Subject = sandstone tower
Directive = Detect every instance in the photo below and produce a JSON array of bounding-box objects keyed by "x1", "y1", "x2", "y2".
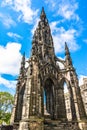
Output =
[{"x1": 10, "y1": 8, "x2": 87, "y2": 130}]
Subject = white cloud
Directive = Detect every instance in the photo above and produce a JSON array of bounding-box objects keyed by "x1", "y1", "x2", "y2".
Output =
[
  {"x1": 0, "y1": 75, "x2": 16, "y2": 89},
  {"x1": 45, "y1": 0, "x2": 79, "y2": 21},
  {"x1": 79, "y1": 75, "x2": 87, "y2": 86},
  {"x1": 0, "y1": 13, "x2": 16, "y2": 28},
  {"x1": 0, "y1": 42, "x2": 22, "y2": 75},
  {"x1": 1, "y1": 0, "x2": 39, "y2": 24},
  {"x1": 58, "y1": 2, "x2": 79, "y2": 21},
  {"x1": 50, "y1": 22, "x2": 79, "y2": 53},
  {"x1": 45, "y1": 0, "x2": 56, "y2": 9},
  {"x1": 13, "y1": 0, "x2": 38, "y2": 24},
  {"x1": 7, "y1": 32, "x2": 22, "y2": 39},
  {"x1": 1, "y1": 0, "x2": 12, "y2": 6}
]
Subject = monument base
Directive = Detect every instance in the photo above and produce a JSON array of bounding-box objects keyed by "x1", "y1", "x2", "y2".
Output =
[
  {"x1": 18, "y1": 117, "x2": 44, "y2": 130},
  {"x1": 44, "y1": 119, "x2": 80, "y2": 130},
  {"x1": 12, "y1": 118, "x2": 87, "y2": 130}
]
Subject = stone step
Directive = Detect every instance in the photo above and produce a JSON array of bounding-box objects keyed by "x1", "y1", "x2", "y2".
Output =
[
  {"x1": 44, "y1": 119, "x2": 80, "y2": 130},
  {"x1": 44, "y1": 125, "x2": 79, "y2": 130}
]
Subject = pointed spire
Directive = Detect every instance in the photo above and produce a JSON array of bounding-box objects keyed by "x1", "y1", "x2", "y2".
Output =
[
  {"x1": 21, "y1": 52, "x2": 25, "y2": 65},
  {"x1": 16, "y1": 53, "x2": 26, "y2": 87},
  {"x1": 65, "y1": 42, "x2": 73, "y2": 67},
  {"x1": 31, "y1": 7, "x2": 54, "y2": 60},
  {"x1": 65, "y1": 42, "x2": 70, "y2": 56},
  {"x1": 19, "y1": 52, "x2": 25, "y2": 78},
  {"x1": 40, "y1": 7, "x2": 46, "y2": 20}
]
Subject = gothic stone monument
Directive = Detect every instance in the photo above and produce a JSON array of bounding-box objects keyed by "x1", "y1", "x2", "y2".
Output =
[{"x1": 10, "y1": 8, "x2": 87, "y2": 130}]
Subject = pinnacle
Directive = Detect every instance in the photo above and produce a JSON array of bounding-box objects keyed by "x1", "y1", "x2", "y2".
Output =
[
  {"x1": 65, "y1": 42, "x2": 73, "y2": 66},
  {"x1": 40, "y1": 7, "x2": 46, "y2": 20},
  {"x1": 22, "y1": 52, "x2": 25, "y2": 60},
  {"x1": 65, "y1": 42, "x2": 70, "y2": 55},
  {"x1": 21, "y1": 52, "x2": 25, "y2": 66},
  {"x1": 65, "y1": 42, "x2": 68, "y2": 50}
]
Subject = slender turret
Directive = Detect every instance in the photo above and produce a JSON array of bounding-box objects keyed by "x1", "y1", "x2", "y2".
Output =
[
  {"x1": 40, "y1": 7, "x2": 46, "y2": 20},
  {"x1": 65, "y1": 42, "x2": 73, "y2": 68},
  {"x1": 19, "y1": 52, "x2": 25, "y2": 79}
]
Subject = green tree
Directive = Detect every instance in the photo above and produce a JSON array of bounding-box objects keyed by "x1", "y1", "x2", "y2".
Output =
[{"x1": 0, "y1": 92, "x2": 14, "y2": 124}]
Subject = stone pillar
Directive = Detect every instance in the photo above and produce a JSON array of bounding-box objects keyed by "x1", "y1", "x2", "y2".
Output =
[
  {"x1": 69, "y1": 87, "x2": 77, "y2": 121},
  {"x1": 57, "y1": 88, "x2": 67, "y2": 120},
  {"x1": 54, "y1": 89, "x2": 58, "y2": 119}
]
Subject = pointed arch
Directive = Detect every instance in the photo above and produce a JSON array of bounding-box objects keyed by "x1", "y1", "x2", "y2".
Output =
[
  {"x1": 60, "y1": 77, "x2": 70, "y2": 90},
  {"x1": 43, "y1": 78, "x2": 55, "y2": 119},
  {"x1": 60, "y1": 77, "x2": 77, "y2": 121}
]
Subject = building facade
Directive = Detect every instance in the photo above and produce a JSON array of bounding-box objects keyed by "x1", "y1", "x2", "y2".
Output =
[
  {"x1": 80, "y1": 78, "x2": 87, "y2": 114},
  {"x1": 10, "y1": 8, "x2": 87, "y2": 130}
]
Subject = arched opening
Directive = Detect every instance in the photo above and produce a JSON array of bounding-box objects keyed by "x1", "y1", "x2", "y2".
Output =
[
  {"x1": 44, "y1": 78, "x2": 54, "y2": 118},
  {"x1": 63, "y1": 82, "x2": 72, "y2": 121},
  {"x1": 59, "y1": 78, "x2": 77, "y2": 121},
  {"x1": 15, "y1": 84, "x2": 25, "y2": 121},
  {"x1": 64, "y1": 82, "x2": 68, "y2": 93}
]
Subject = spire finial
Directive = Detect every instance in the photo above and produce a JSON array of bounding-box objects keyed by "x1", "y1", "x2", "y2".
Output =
[
  {"x1": 21, "y1": 52, "x2": 25, "y2": 65},
  {"x1": 18, "y1": 53, "x2": 26, "y2": 79},
  {"x1": 65, "y1": 42, "x2": 73, "y2": 67},
  {"x1": 23, "y1": 52, "x2": 25, "y2": 57},
  {"x1": 42, "y1": 7, "x2": 44, "y2": 11},
  {"x1": 65, "y1": 42, "x2": 70, "y2": 55},
  {"x1": 40, "y1": 7, "x2": 46, "y2": 20},
  {"x1": 20, "y1": 53, "x2": 25, "y2": 72}
]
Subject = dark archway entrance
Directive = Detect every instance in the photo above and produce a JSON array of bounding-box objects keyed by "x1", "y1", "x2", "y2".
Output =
[{"x1": 44, "y1": 78, "x2": 54, "y2": 119}]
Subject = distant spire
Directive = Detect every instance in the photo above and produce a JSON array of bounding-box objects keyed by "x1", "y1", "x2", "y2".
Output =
[
  {"x1": 16, "y1": 53, "x2": 26, "y2": 87},
  {"x1": 65, "y1": 42, "x2": 70, "y2": 56},
  {"x1": 19, "y1": 52, "x2": 25, "y2": 78},
  {"x1": 22, "y1": 52, "x2": 25, "y2": 64},
  {"x1": 40, "y1": 7, "x2": 46, "y2": 20},
  {"x1": 65, "y1": 42, "x2": 73, "y2": 67}
]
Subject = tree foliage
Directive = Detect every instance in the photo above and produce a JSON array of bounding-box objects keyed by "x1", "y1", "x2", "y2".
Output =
[{"x1": 0, "y1": 92, "x2": 14, "y2": 124}]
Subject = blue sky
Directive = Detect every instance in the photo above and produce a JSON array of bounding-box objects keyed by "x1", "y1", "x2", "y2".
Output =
[{"x1": 0, "y1": 0, "x2": 87, "y2": 95}]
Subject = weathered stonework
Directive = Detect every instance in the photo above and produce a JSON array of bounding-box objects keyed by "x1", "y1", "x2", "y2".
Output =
[
  {"x1": 65, "y1": 78, "x2": 87, "y2": 122},
  {"x1": 10, "y1": 7, "x2": 87, "y2": 130},
  {"x1": 80, "y1": 78, "x2": 87, "y2": 114}
]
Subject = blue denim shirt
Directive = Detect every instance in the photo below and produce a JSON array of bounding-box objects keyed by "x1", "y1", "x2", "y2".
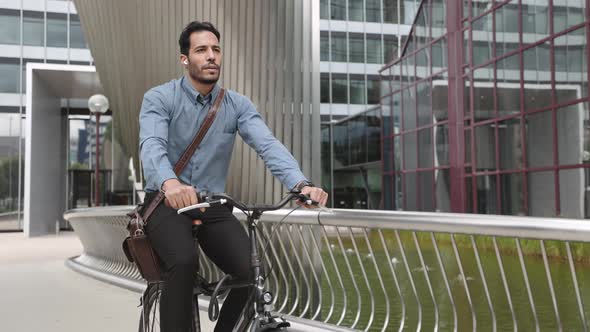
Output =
[{"x1": 139, "y1": 76, "x2": 308, "y2": 193}]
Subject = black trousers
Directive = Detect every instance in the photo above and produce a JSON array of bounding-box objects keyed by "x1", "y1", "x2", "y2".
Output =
[{"x1": 144, "y1": 192, "x2": 251, "y2": 332}]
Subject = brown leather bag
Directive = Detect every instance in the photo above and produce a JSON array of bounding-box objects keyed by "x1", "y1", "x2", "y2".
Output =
[{"x1": 123, "y1": 88, "x2": 226, "y2": 282}]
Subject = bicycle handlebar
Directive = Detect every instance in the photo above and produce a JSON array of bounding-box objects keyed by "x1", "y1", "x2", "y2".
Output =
[{"x1": 177, "y1": 191, "x2": 318, "y2": 215}]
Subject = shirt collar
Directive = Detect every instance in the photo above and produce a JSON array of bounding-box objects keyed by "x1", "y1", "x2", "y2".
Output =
[{"x1": 181, "y1": 75, "x2": 221, "y2": 106}]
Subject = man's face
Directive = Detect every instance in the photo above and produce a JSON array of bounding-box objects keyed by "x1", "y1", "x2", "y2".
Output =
[{"x1": 184, "y1": 30, "x2": 222, "y2": 85}]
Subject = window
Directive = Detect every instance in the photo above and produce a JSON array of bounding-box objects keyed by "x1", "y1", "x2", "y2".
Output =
[
  {"x1": 366, "y1": 34, "x2": 383, "y2": 64},
  {"x1": 0, "y1": 58, "x2": 20, "y2": 93},
  {"x1": 320, "y1": 32, "x2": 329, "y2": 61},
  {"x1": 22, "y1": 58, "x2": 43, "y2": 91},
  {"x1": 383, "y1": 34, "x2": 398, "y2": 64},
  {"x1": 23, "y1": 11, "x2": 44, "y2": 46},
  {"x1": 348, "y1": 0, "x2": 364, "y2": 21},
  {"x1": 47, "y1": 13, "x2": 67, "y2": 47},
  {"x1": 320, "y1": 0, "x2": 329, "y2": 19},
  {"x1": 367, "y1": 77, "x2": 381, "y2": 104},
  {"x1": 70, "y1": 14, "x2": 87, "y2": 48},
  {"x1": 366, "y1": 0, "x2": 381, "y2": 22},
  {"x1": 331, "y1": 0, "x2": 346, "y2": 20},
  {"x1": 350, "y1": 75, "x2": 366, "y2": 104},
  {"x1": 349, "y1": 33, "x2": 365, "y2": 63},
  {"x1": 331, "y1": 31, "x2": 347, "y2": 62},
  {"x1": 0, "y1": 9, "x2": 20, "y2": 45},
  {"x1": 384, "y1": 0, "x2": 399, "y2": 24},
  {"x1": 332, "y1": 74, "x2": 348, "y2": 103},
  {"x1": 321, "y1": 74, "x2": 330, "y2": 103}
]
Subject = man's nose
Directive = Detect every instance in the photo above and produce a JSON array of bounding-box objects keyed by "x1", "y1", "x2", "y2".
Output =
[{"x1": 206, "y1": 48, "x2": 215, "y2": 61}]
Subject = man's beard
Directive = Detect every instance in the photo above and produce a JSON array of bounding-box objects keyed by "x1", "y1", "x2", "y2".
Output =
[{"x1": 188, "y1": 65, "x2": 219, "y2": 85}]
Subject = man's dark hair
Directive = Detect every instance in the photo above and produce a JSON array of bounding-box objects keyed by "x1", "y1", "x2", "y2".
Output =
[{"x1": 179, "y1": 21, "x2": 221, "y2": 56}]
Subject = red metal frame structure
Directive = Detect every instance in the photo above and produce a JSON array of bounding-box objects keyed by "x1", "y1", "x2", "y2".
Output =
[{"x1": 380, "y1": 0, "x2": 590, "y2": 217}]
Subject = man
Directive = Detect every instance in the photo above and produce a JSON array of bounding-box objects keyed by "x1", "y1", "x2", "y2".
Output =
[{"x1": 139, "y1": 21, "x2": 328, "y2": 331}]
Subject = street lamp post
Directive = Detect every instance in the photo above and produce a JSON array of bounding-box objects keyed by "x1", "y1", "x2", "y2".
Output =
[{"x1": 88, "y1": 94, "x2": 109, "y2": 206}]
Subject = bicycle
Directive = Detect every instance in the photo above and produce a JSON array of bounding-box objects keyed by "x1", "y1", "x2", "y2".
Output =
[{"x1": 138, "y1": 190, "x2": 319, "y2": 332}]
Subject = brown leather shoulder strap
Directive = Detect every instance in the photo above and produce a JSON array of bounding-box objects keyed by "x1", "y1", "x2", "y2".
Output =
[{"x1": 142, "y1": 88, "x2": 226, "y2": 222}]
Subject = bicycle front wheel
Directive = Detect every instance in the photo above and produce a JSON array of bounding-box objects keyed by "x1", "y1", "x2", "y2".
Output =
[{"x1": 138, "y1": 283, "x2": 201, "y2": 332}]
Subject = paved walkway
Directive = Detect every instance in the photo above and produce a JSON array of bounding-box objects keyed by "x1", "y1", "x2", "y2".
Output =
[{"x1": 0, "y1": 231, "x2": 215, "y2": 332}]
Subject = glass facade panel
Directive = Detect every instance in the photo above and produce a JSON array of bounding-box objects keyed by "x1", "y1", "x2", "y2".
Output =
[
  {"x1": 403, "y1": 132, "x2": 417, "y2": 169},
  {"x1": 522, "y1": 1, "x2": 550, "y2": 45},
  {"x1": 0, "y1": 58, "x2": 19, "y2": 93},
  {"x1": 473, "y1": 64, "x2": 494, "y2": 121},
  {"x1": 383, "y1": 0, "x2": 399, "y2": 24},
  {"x1": 384, "y1": 138, "x2": 393, "y2": 171},
  {"x1": 321, "y1": 74, "x2": 330, "y2": 103},
  {"x1": 476, "y1": 175, "x2": 498, "y2": 214},
  {"x1": 349, "y1": 115, "x2": 366, "y2": 164},
  {"x1": 0, "y1": 113, "x2": 23, "y2": 218},
  {"x1": 417, "y1": 80, "x2": 432, "y2": 127},
  {"x1": 418, "y1": 128, "x2": 433, "y2": 168},
  {"x1": 349, "y1": 33, "x2": 365, "y2": 63},
  {"x1": 474, "y1": 124, "x2": 496, "y2": 171},
  {"x1": 348, "y1": 0, "x2": 364, "y2": 21},
  {"x1": 435, "y1": 124, "x2": 449, "y2": 166},
  {"x1": 556, "y1": 102, "x2": 589, "y2": 166},
  {"x1": 367, "y1": 77, "x2": 380, "y2": 104},
  {"x1": 500, "y1": 173, "x2": 525, "y2": 215},
  {"x1": 435, "y1": 169, "x2": 451, "y2": 212},
  {"x1": 404, "y1": 172, "x2": 417, "y2": 210},
  {"x1": 402, "y1": 87, "x2": 416, "y2": 130},
  {"x1": 23, "y1": 11, "x2": 44, "y2": 46},
  {"x1": 559, "y1": 168, "x2": 590, "y2": 218},
  {"x1": 497, "y1": 54, "x2": 521, "y2": 116},
  {"x1": 495, "y1": 2, "x2": 519, "y2": 34},
  {"x1": 320, "y1": 32, "x2": 329, "y2": 61},
  {"x1": 332, "y1": 74, "x2": 348, "y2": 103},
  {"x1": 47, "y1": 12, "x2": 67, "y2": 47},
  {"x1": 331, "y1": 31, "x2": 347, "y2": 62},
  {"x1": 366, "y1": 0, "x2": 381, "y2": 22},
  {"x1": 394, "y1": 135, "x2": 401, "y2": 171},
  {"x1": 320, "y1": 0, "x2": 329, "y2": 19},
  {"x1": 498, "y1": 117, "x2": 523, "y2": 170},
  {"x1": 330, "y1": 0, "x2": 346, "y2": 20},
  {"x1": 69, "y1": 14, "x2": 86, "y2": 48},
  {"x1": 366, "y1": 34, "x2": 382, "y2": 64},
  {"x1": 431, "y1": 0, "x2": 445, "y2": 33},
  {"x1": 0, "y1": 9, "x2": 20, "y2": 45},
  {"x1": 383, "y1": 34, "x2": 398, "y2": 64},
  {"x1": 419, "y1": 171, "x2": 435, "y2": 211},
  {"x1": 367, "y1": 110, "x2": 381, "y2": 162},
  {"x1": 333, "y1": 122, "x2": 349, "y2": 166},
  {"x1": 432, "y1": 37, "x2": 447, "y2": 69},
  {"x1": 22, "y1": 58, "x2": 43, "y2": 92},
  {"x1": 554, "y1": 27, "x2": 588, "y2": 104},
  {"x1": 528, "y1": 171, "x2": 556, "y2": 216},
  {"x1": 349, "y1": 75, "x2": 366, "y2": 104},
  {"x1": 526, "y1": 111, "x2": 554, "y2": 168},
  {"x1": 554, "y1": 0, "x2": 586, "y2": 34}
]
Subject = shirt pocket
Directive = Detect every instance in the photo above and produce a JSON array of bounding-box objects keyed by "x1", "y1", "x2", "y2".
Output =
[{"x1": 222, "y1": 108, "x2": 238, "y2": 134}]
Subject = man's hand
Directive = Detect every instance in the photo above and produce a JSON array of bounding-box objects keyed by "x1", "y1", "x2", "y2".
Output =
[
  {"x1": 161, "y1": 179, "x2": 205, "y2": 223},
  {"x1": 298, "y1": 186, "x2": 328, "y2": 208}
]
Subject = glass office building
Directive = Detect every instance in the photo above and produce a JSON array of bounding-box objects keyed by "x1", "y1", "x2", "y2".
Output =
[
  {"x1": 0, "y1": 0, "x2": 99, "y2": 230},
  {"x1": 320, "y1": 0, "x2": 421, "y2": 208},
  {"x1": 381, "y1": 0, "x2": 589, "y2": 218}
]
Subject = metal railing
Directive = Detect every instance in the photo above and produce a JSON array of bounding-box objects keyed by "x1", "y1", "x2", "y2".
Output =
[{"x1": 64, "y1": 207, "x2": 590, "y2": 331}]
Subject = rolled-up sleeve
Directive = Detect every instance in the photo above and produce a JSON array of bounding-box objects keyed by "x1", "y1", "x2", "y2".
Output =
[
  {"x1": 236, "y1": 97, "x2": 308, "y2": 190},
  {"x1": 139, "y1": 89, "x2": 177, "y2": 191}
]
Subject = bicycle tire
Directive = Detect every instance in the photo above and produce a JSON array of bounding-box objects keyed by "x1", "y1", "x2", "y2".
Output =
[{"x1": 138, "y1": 283, "x2": 201, "y2": 332}]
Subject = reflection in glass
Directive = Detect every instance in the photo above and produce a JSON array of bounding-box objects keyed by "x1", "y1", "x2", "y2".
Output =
[
  {"x1": 500, "y1": 173, "x2": 525, "y2": 215},
  {"x1": 554, "y1": 27, "x2": 587, "y2": 104},
  {"x1": 384, "y1": 138, "x2": 393, "y2": 172},
  {"x1": 522, "y1": 1, "x2": 550, "y2": 45},
  {"x1": 348, "y1": 0, "x2": 364, "y2": 21},
  {"x1": 367, "y1": 111, "x2": 381, "y2": 162},
  {"x1": 528, "y1": 171, "x2": 555, "y2": 217},
  {"x1": 559, "y1": 168, "x2": 588, "y2": 218},
  {"x1": 333, "y1": 122, "x2": 349, "y2": 166},
  {"x1": 0, "y1": 9, "x2": 20, "y2": 45},
  {"x1": 435, "y1": 169, "x2": 450, "y2": 212},
  {"x1": 320, "y1": 32, "x2": 329, "y2": 61},
  {"x1": 402, "y1": 87, "x2": 416, "y2": 130},
  {"x1": 435, "y1": 125, "x2": 449, "y2": 166},
  {"x1": 419, "y1": 171, "x2": 435, "y2": 211},
  {"x1": 498, "y1": 117, "x2": 523, "y2": 170},
  {"x1": 23, "y1": 11, "x2": 44, "y2": 46},
  {"x1": 349, "y1": 115, "x2": 366, "y2": 165},
  {"x1": 473, "y1": 64, "x2": 494, "y2": 121},
  {"x1": 526, "y1": 111, "x2": 554, "y2": 168},
  {"x1": 384, "y1": 0, "x2": 400, "y2": 24},
  {"x1": 394, "y1": 135, "x2": 401, "y2": 171},
  {"x1": 367, "y1": 77, "x2": 380, "y2": 104},
  {"x1": 404, "y1": 172, "x2": 417, "y2": 210},
  {"x1": 403, "y1": 132, "x2": 417, "y2": 170},
  {"x1": 474, "y1": 124, "x2": 496, "y2": 171},
  {"x1": 383, "y1": 34, "x2": 398, "y2": 64},
  {"x1": 556, "y1": 102, "x2": 588, "y2": 166},
  {"x1": 0, "y1": 114, "x2": 23, "y2": 220},
  {"x1": 321, "y1": 74, "x2": 330, "y2": 103},
  {"x1": 476, "y1": 175, "x2": 498, "y2": 214},
  {"x1": 366, "y1": 0, "x2": 381, "y2": 22},
  {"x1": 554, "y1": 0, "x2": 586, "y2": 34},
  {"x1": 416, "y1": 80, "x2": 432, "y2": 127},
  {"x1": 418, "y1": 128, "x2": 433, "y2": 169}
]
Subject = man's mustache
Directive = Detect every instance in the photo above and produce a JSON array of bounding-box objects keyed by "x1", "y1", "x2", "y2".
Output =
[{"x1": 202, "y1": 63, "x2": 220, "y2": 70}]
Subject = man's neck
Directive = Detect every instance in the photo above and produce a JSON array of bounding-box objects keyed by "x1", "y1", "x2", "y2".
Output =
[{"x1": 187, "y1": 75, "x2": 215, "y2": 96}]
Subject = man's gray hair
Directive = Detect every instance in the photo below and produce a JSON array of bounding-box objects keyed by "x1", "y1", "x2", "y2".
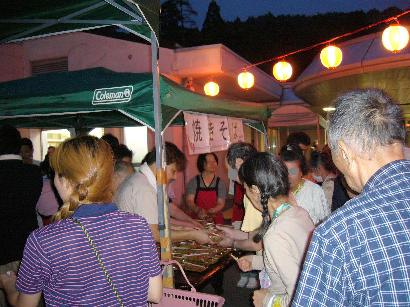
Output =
[{"x1": 328, "y1": 89, "x2": 405, "y2": 154}]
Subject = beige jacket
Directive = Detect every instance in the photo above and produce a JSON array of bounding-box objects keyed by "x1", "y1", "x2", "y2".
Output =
[{"x1": 251, "y1": 206, "x2": 314, "y2": 306}]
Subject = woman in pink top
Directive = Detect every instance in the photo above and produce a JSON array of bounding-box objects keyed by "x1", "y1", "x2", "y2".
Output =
[{"x1": 36, "y1": 154, "x2": 60, "y2": 226}]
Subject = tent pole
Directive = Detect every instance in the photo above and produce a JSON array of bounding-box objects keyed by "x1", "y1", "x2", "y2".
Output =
[
  {"x1": 263, "y1": 120, "x2": 269, "y2": 152},
  {"x1": 151, "y1": 31, "x2": 173, "y2": 287},
  {"x1": 316, "y1": 116, "x2": 320, "y2": 149}
]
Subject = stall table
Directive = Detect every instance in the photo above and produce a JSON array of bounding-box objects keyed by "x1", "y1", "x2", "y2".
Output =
[
  {"x1": 158, "y1": 221, "x2": 237, "y2": 293},
  {"x1": 173, "y1": 245, "x2": 235, "y2": 293}
]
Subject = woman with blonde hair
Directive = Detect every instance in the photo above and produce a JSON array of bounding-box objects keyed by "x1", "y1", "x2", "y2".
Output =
[{"x1": 0, "y1": 136, "x2": 162, "y2": 306}]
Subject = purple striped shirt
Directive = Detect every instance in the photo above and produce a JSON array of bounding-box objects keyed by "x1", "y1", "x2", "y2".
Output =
[{"x1": 16, "y1": 204, "x2": 161, "y2": 306}]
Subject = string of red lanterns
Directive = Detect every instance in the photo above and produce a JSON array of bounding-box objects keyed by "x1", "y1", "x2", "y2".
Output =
[{"x1": 204, "y1": 10, "x2": 410, "y2": 95}]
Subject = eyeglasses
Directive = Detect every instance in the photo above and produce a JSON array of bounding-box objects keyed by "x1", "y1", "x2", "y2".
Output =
[{"x1": 288, "y1": 167, "x2": 299, "y2": 175}]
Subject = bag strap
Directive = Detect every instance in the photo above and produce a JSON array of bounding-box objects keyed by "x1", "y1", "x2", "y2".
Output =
[
  {"x1": 160, "y1": 260, "x2": 196, "y2": 292},
  {"x1": 71, "y1": 218, "x2": 124, "y2": 307}
]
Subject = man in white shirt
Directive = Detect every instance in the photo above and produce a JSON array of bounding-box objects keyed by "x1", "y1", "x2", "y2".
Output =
[{"x1": 116, "y1": 142, "x2": 210, "y2": 244}]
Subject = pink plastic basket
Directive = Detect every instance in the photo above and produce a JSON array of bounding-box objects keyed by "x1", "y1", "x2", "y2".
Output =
[{"x1": 148, "y1": 260, "x2": 225, "y2": 307}]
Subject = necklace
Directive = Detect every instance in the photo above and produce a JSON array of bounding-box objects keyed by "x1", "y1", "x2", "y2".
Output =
[
  {"x1": 292, "y1": 180, "x2": 304, "y2": 195},
  {"x1": 272, "y1": 203, "x2": 291, "y2": 220}
]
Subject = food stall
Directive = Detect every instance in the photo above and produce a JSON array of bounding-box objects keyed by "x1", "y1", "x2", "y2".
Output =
[{"x1": 0, "y1": 66, "x2": 269, "y2": 291}]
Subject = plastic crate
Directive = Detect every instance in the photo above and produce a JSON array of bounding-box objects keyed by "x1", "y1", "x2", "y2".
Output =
[{"x1": 148, "y1": 260, "x2": 225, "y2": 307}]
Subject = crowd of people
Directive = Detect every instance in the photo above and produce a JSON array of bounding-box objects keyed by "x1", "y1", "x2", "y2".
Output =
[{"x1": 0, "y1": 88, "x2": 409, "y2": 306}]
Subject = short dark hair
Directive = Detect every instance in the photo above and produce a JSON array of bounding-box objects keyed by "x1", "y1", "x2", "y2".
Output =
[
  {"x1": 143, "y1": 142, "x2": 186, "y2": 171},
  {"x1": 101, "y1": 133, "x2": 120, "y2": 149},
  {"x1": 286, "y1": 132, "x2": 311, "y2": 147},
  {"x1": 114, "y1": 160, "x2": 133, "y2": 174},
  {"x1": 279, "y1": 144, "x2": 308, "y2": 175},
  {"x1": 328, "y1": 89, "x2": 405, "y2": 154},
  {"x1": 21, "y1": 137, "x2": 33, "y2": 150},
  {"x1": 0, "y1": 125, "x2": 21, "y2": 155},
  {"x1": 114, "y1": 144, "x2": 133, "y2": 161},
  {"x1": 197, "y1": 152, "x2": 218, "y2": 172},
  {"x1": 226, "y1": 142, "x2": 257, "y2": 169},
  {"x1": 239, "y1": 152, "x2": 289, "y2": 243},
  {"x1": 310, "y1": 151, "x2": 337, "y2": 174}
]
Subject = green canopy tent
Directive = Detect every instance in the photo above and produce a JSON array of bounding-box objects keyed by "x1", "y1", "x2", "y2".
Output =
[
  {"x1": 0, "y1": 0, "x2": 162, "y2": 142},
  {"x1": 0, "y1": 0, "x2": 159, "y2": 44},
  {"x1": 0, "y1": 66, "x2": 269, "y2": 287},
  {"x1": 0, "y1": 67, "x2": 270, "y2": 129}
]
══════════════════════════════
If a line of the entries contains the string "blue", it counts; report how many such lines there are, as a bare number.

## Expected answer
2